#### Exercise aim
Write out again every line from the one containing "Is there any rough" through the one containing "2;0;468;186", both included, keeping all other text unchanged but shifting each bounding-box coordinate in the answers by -57.

>> start Dataset entries

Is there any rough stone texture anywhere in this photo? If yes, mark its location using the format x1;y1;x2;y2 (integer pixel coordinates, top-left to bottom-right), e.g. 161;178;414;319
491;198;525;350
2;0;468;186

>> end Dataset entries
>> start Dataset entries

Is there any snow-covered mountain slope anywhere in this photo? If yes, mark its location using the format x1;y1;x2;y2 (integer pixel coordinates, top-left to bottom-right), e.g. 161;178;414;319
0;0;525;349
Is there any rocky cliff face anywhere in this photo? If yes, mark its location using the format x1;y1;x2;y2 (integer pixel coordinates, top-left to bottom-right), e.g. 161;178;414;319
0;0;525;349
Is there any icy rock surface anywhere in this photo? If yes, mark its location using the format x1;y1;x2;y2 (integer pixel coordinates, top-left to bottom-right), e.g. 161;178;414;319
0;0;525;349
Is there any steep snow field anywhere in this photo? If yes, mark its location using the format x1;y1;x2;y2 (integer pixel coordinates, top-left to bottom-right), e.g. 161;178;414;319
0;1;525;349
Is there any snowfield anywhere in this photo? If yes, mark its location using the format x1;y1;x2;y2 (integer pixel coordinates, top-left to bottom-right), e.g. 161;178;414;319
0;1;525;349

>> end Dataset entries

#### Written solution
Is there any rough stone texture anywhere in this photo? If yes, mark its location using the format x1;y1;x2;y2 (integer pixel coordinates, top-left to bottom-right), e.g. 161;178;414;319
434;141;468;293
-55;-57;411;129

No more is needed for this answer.